◆ **EXERCISE REQUIREMENTS**
Can you reproduce all of the data below word for word, leaving out the pictures?

********

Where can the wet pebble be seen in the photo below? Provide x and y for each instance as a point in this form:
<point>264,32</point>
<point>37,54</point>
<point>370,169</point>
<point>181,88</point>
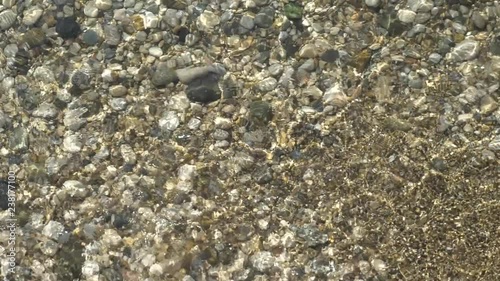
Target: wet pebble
<point>68,28</point>
<point>164,75</point>
<point>90,37</point>
<point>465,50</point>
<point>7,19</point>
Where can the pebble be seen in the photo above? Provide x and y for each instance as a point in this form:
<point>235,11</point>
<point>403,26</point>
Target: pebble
<point>247,22</point>
<point>68,28</point>
<point>46,110</point>
<point>53,230</point>
<point>265,17</point>
<point>478,20</point>
<point>268,84</point>
<point>169,122</point>
<point>128,154</point>
<point>435,58</point>
<point>32,15</point>
<point>406,16</point>
<point>90,10</point>
<point>463,51</point>
<point>117,91</point>
<point>81,80</point>
<point>155,51</point>
<point>103,5</point>
<point>420,6</point>
<point>372,3</point>
<point>75,189</point>
<point>309,51</point>
<point>112,35</point>
<point>90,37</point>
<point>118,104</point>
<point>495,144</point>
<point>208,20</point>
<point>164,75</point>
<point>7,19</point>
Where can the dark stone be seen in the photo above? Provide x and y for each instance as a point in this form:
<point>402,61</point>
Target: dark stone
<point>204,89</point>
<point>68,28</point>
<point>182,33</point>
<point>81,80</point>
<point>90,37</point>
<point>330,56</point>
<point>4,198</point>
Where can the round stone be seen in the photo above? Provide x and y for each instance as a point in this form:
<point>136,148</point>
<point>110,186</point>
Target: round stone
<point>90,37</point>
<point>103,4</point>
<point>372,3</point>
<point>68,28</point>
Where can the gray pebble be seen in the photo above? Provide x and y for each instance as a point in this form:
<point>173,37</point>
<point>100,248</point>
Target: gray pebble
<point>118,104</point>
<point>247,22</point>
<point>164,75</point>
<point>478,20</point>
<point>265,17</point>
<point>7,19</point>
<point>422,6</point>
<point>53,230</point>
<point>112,34</point>
<point>45,110</point>
<point>435,58</point>
<point>18,140</point>
<point>465,50</point>
<point>117,91</point>
<point>406,16</point>
<point>268,84</point>
<point>372,3</point>
<point>90,37</point>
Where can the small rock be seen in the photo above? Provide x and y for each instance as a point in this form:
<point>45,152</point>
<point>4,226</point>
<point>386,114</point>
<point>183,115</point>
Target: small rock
<point>68,28</point>
<point>118,104</point>
<point>32,15</point>
<point>208,20</point>
<point>112,35</point>
<point>265,17</point>
<point>268,84</point>
<point>247,22</point>
<point>488,105</point>
<point>309,51</point>
<point>187,172</point>
<point>90,10</point>
<point>465,50</point>
<point>372,3</point>
<point>495,144</point>
<point>128,154</point>
<point>435,58</point>
<point>420,6</point>
<point>18,139</point>
<point>72,143</point>
<point>104,5</point>
<point>53,230</point>
<point>164,75</point>
<point>81,80</point>
<point>75,189</point>
<point>406,16</point>
<point>155,51</point>
<point>478,20</point>
<point>170,121</point>
<point>45,110</point>
<point>90,37</point>
<point>293,11</point>
<point>117,91</point>
<point>330,56</point>
<point>7,19</point>
<point>262,261</point>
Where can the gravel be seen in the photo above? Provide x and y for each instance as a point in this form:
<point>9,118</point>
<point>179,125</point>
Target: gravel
<point>250,140</point>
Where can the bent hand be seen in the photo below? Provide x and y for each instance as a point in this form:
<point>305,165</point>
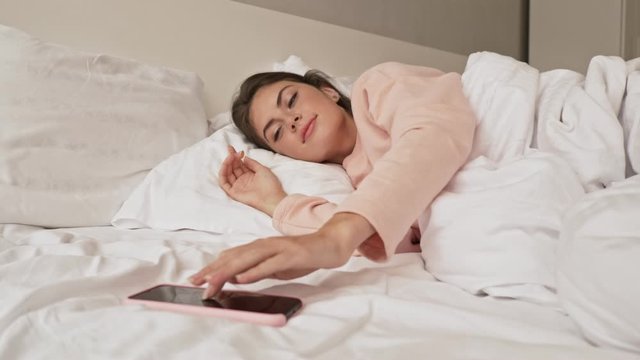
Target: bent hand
<point>286,257</point>
<point>249,182</point>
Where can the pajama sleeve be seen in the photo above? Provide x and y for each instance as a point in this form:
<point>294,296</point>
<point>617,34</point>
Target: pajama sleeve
<point>430,125</point>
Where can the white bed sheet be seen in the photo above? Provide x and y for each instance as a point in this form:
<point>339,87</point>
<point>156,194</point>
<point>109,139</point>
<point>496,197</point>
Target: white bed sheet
<point>62,292</point>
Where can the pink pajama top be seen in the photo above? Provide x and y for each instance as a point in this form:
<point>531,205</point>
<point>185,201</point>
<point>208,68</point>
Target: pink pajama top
<point>415,130</point>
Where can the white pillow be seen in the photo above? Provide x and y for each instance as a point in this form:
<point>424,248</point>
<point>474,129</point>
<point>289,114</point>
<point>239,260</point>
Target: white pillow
<point>293,64</point>
<point>79,131</point>
<point>183,192</point>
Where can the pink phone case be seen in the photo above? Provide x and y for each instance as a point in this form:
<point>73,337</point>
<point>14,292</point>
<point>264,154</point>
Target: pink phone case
<point>276,320</point>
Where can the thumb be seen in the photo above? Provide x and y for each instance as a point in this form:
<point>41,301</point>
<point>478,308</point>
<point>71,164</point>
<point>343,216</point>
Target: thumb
<point>253,165</point>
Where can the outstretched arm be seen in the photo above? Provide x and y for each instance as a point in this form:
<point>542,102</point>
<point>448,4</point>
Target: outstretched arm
<point>287,257</point>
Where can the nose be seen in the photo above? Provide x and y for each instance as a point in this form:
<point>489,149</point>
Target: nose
<point>294,121</point>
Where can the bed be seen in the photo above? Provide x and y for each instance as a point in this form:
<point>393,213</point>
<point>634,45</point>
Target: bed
<point>108,186</point>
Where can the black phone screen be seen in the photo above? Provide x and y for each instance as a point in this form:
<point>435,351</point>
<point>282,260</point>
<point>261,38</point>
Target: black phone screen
<point>233,300</point>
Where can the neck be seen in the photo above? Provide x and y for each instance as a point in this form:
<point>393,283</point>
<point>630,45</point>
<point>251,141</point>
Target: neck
<point>347,146</point>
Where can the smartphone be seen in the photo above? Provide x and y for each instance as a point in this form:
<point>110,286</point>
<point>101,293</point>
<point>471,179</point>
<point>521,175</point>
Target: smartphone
<point>245,306</point>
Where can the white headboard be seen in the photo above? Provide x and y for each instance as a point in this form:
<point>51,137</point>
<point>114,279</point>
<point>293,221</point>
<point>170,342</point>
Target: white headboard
<point>221,40</point>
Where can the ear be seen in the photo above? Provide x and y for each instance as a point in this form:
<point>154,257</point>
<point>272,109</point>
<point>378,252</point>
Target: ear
<point>331,93</point>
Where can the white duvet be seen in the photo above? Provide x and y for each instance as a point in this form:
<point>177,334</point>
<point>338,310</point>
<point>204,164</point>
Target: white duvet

********

◆ **CORRECT ANSWER**
Where can the wet pebble be seen in the photo below? Provide x and y for each instance as a point in this form:
<point>264,32</point>
<point>37,54</point>
<point>370,169</point>
<point>181,88</point>
Target: wet pebble
<point>68,28</point>
<point>164,75</point>
<point>90,37</point>
<point>465,50</point>
<point>7,19</point>
Where can the pebble be seen in the photo above? Provide x and y for each instance as a point in this form:
<point>235,11</point>
<point>403,26</point>
Target: pebble
<point>247,22</point>
<point>68,28</point>
<point>46,110</point>
<point>53,230</point>
<point>265,17</point>
<point>478,20</point>
<point>268,84</point>
<point>169,122</point>
<point>128,154</point>
<point>435,58</point>
<point>32,15</point>
<point>406,16</point>
<point>90,10</point>
<point>463,51</point>
<point>117,91</point>
<point>81,80</point>
<point>155,51</point>
<point>103,5</point>
<point>420,6</point>
<point>372,3</point>
<point>75,189</point>
<point>309,51</point>
<point>112,35</point>
<point>90,37</point>
<point>118,104</point>
<point>495,144</point>
<point>208,20</point>
<point>164,75</point>
<point>7,19</point>
Where can the dark stone be seen in the photo above? Provide x and y for each instance as a point in this form:
<point>402,61</point>
Target: dark stone
<point>204,89</point>
<point>68,28</point>
<point>182,33</point>
<point>81,80</point>
<point>90,37</point>
<point>330,56</point>
<point>4,198</point>
Where can the round stone be seen in the photo above? Provide x and y for each instance as a point in this form:
<point>136,148</point>
<point>110,186</point>
Target: round stone
<point>90,37</point>
<point>103,4</point>
<point>372,3</point>
<point>68,28</point>
Where can the gray pebble be seen in the photo above? Provide x and y for each instance as a point in this form:
<point>173,37</point>
<point>100,248</point>
Target: gray pebble
<point>118,104</point>
<point>247,22</point>
<point>164,75</point>
<point>478,20</point>
<point>265,17</point>
<point>7,19</point>
<point>422,6</point>
<point>53,230</point>
<point>112,34</point>
<point>45,110</point>
<point>435,58</point>
<point>18,140</point>
<point>465,50</point>
<point>117,91</point>
<point>406,16</point>
<point>268,84</point>
<point>372,3</point>
<point>90,37</point>
Where can the small rock be seen in the photo above? Provide x and y for each instance as a point in this form:
<point>45,152</point>
<point>4,226</point>
<point>386,114</point>
<point>183,115</point>
Target: small rock
<point>68,28</point>
<point>118,104</point>
<point>32,15</point>
<point>208,20</point>
<point>112,35</point>
<point>265,17</point>
<point>268,84</point>
<point>247,22</point>
<point>488,105</point>
<point>309,51</point>
<point>187,172</point>
<point>90,10</point>
<point>465,50</point>
<point>372,3</point>
<point>495,144</point>
<point>128,154</point>
<point>435,58</point>
<point>420,6</point>
<point>18,139</point>
<point>72,143</point>
<point>104,5</point>
<point>53,230</point>
<point>164,75</point>
<point>81,80</point>
<point>75,189</point>
<point>406,16</point>
<point>155,51</point>
<point>478,20</point>
<point>170,121</point>
<point>45,110</point>
<point>90,37</point>
<point>293,11</point>
<point>117,91</point>
<point>330,56</point>
<point>7,19</point>
<point>262,261</point>
Where can the gravel be seen in the photo above? Provide x and y for each instance as a point in this form:
<point>9,118</point>
<point>179,125</point>
Target: gravel
<point>250,140</point>
Where can the bent hand be seen in the photo below? Provide x and y for each instance as a point in this form:
<point>305,165</point>
Target: bent hand
<point>286,257</point>
<point>249,182</point>
Where can the pajama sleeve be seen in the photo above? Provide x and y for each instance as a point in this form:
<point>294,296</point>
<point>617,34</point>
Target: pajama sleeve
<point>430,125</point>
Where can the white bed sheet be seen in the photo above? Provide x and y for each instance as a point in this form:
<point>339,87</point>
<point>156,194</point>
<point>109,139</point>
<point>496,197</point>
Target: white bed sheet
<point>62,292</point>
Where can the pink pajama top be seen in the photo above? Provide x and y for each instance as a point in this form:
<point>531,205</point>
<point>185,201</point>
<point>208,68</point>
Target: pink pajama top
<point>415,130</point>
Where can the white pillow be seen in the photo above? Provide x and y for each instance as a point in this form:
<point>424,248</point>
<point>474,129</point>
<point>289,114</point>
<point>239,260</point>
Target: white pillow
<point>293,64</point>
<point>79,131</point>
<point>183,192</point>
Where can the pink phone case be seen in the photo above? Provide x and y for each instance as a point in this form:
<point>73,337</point>
<point>14,292</point>
<point>264,154</point>
Target: pink phone case
<point>276,320</point>
Where can the thumb be seen in the photo above? Provide x and y for each instance as a point in this form:
<point>41,301</point>
<point>478,308</point>
<point>71,164</point>
<point>343,216</point>
Target: thumb
<point>253,165</point>
Where can the outstretched arm be seen in the photo above? Provide x and y for each instance as a point in this form:
<point>542,102</point>
<point>448,4</point>
Target: outstretched arm
<point>287,257</point>
Where can the nose be seen in the photo above? Provide x and y for each instance as a point in this form:
<point>489,149</point>
Target: nose
<point>294,121</point>
Where can the bed be seen in the photo above? Provide x and y for each instance as a point in this form:
<point>393,213</point>
<point>634,45</point>
Target: bed
<point>108,186</point>
Where can the black phone screen be seen in the photo above? Provide x and y for each instance as a point in this form:
<point>435,351</point>
<point>282,260</point>
<point>261,38</point>
Target: black phone screen
<point>233,300</point>
Where can the neck be seen in the photo above? Provide x and y for each instance as a point in this form:
<point>393,283</point>
<point>630,45</point>
<point>251,141</point>
Target: neck
<point>347,146</point>
Where can the smartphone be seen in the photo above? Provide x and y for each instance as a point in this form:
<point>110,286</point>
<point>101,293</point>
<point>471,179</point>
<point>521,175</point>
Target: smartphone
<point>245,306</point>
Where can the white headboard be seen in the photo above? Provide x and y for each instance as a point in this form:
<point>51,137</point>
<point>114,279</point>
<point>293,221</point>
<point>170,342</point>
Target: white headboard
<point>221,40</point>
Where can the ear be seen in the photo above? Provide x and y for each instance as a point in this form:
<point>154,257</point>
<point>272,109</point>
<point>378,252</point>
Target: ear
<point>331,93</point>
Where can the white duvet be seen in the photo above? Provide x and y for each instance as a point in this form:
<point>177,334</point>
<point>338,310</point>
<point>204,164</point>
Target: white duvet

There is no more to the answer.